= PROBLEM TO WORK ON =
From the line that contains "hair, one point per instance." to the last line of the records below, retype each line exactly; leave out everything else.

= THE RECORDS =
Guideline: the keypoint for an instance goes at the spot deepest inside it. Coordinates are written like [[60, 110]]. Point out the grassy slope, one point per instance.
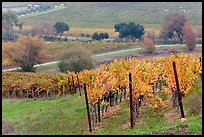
[[68, 116], [105, 15]]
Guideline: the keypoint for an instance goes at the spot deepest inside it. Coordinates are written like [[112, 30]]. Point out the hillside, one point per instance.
[[106, 14], [68, 115]]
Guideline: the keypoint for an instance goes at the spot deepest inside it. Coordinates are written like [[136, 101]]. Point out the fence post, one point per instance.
[[73, 83], [131, 109], [87, 108], [79, 85], [99, 118], [178, 90]]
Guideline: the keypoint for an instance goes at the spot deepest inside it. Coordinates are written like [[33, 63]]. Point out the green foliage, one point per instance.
[[173, 25], [130, 30], [100, 36], [119, 26], [75, 59], [61, 27]]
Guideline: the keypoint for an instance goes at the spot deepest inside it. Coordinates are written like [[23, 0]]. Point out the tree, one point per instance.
[[27, 53], [9, 19], [148, 45], [130, 30], [43, 28], [189, 36], [173, 25], [60, 27], [75, 59], [119, 26]]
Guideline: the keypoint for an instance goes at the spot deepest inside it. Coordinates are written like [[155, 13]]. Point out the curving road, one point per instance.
[[98, 55]]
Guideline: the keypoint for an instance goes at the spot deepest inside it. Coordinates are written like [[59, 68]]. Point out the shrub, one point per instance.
[[173, 50], [100, 36], [75, 59], [148, 45], [189, 36]]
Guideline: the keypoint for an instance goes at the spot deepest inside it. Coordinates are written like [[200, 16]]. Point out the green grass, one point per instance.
[[112, 55], [67, 115], [106, 15], [60, 116]]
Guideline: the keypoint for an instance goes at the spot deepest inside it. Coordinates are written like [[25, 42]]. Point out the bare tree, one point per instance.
[[189, 36], [173, 25], [43, 28], [27, 53]]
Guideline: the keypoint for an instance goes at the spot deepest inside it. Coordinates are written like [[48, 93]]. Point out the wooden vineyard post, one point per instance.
[[87, 107], [21, 92], [116, 100], [110, 99], [178, 90], [131, 109], [32, 91], [70, 86], [79, 85], [27, 92], [73, 83], [14, 92], [99, 118], [63, 88]]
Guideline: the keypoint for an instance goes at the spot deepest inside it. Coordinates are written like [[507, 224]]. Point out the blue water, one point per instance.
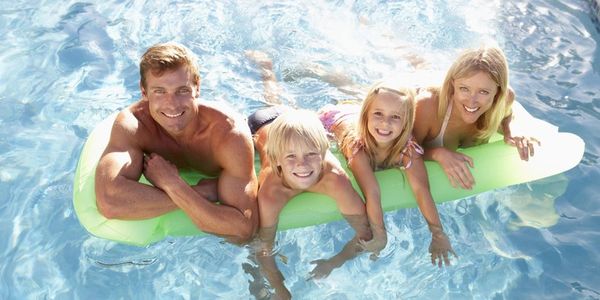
[[66, 65]]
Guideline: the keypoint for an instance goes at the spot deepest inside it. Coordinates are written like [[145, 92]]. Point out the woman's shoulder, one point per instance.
[[426, 102]]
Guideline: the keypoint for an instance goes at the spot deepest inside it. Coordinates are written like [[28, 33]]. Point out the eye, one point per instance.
[[184, 91]]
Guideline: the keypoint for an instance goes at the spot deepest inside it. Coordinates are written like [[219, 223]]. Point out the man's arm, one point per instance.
[[236, 217], [119, 195]]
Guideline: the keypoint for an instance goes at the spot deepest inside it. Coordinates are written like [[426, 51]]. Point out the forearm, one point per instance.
[[428, 208], [128, 199], [209, 217], [375, 213]]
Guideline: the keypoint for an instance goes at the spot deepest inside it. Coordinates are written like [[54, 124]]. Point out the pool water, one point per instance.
[[66, 65]]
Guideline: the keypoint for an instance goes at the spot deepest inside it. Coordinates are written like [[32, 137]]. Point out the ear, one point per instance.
[[143, 90]]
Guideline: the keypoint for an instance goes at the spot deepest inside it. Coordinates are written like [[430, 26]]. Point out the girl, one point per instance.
[[378, 135]]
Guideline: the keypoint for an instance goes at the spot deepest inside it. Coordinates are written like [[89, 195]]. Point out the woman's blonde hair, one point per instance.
[[168, 57], [407, 104], [295, 125], [491, 60]]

= REPLY TO THE EXERCISE =
Guideline: the keypoint for an instance goes at the spot deepest inside it. Coordinates are written like [[89, 195]]. Point out the woman's blonde hair, one point per instance.
[[168, 57], [407, 104], [295, 125], [491, 60]]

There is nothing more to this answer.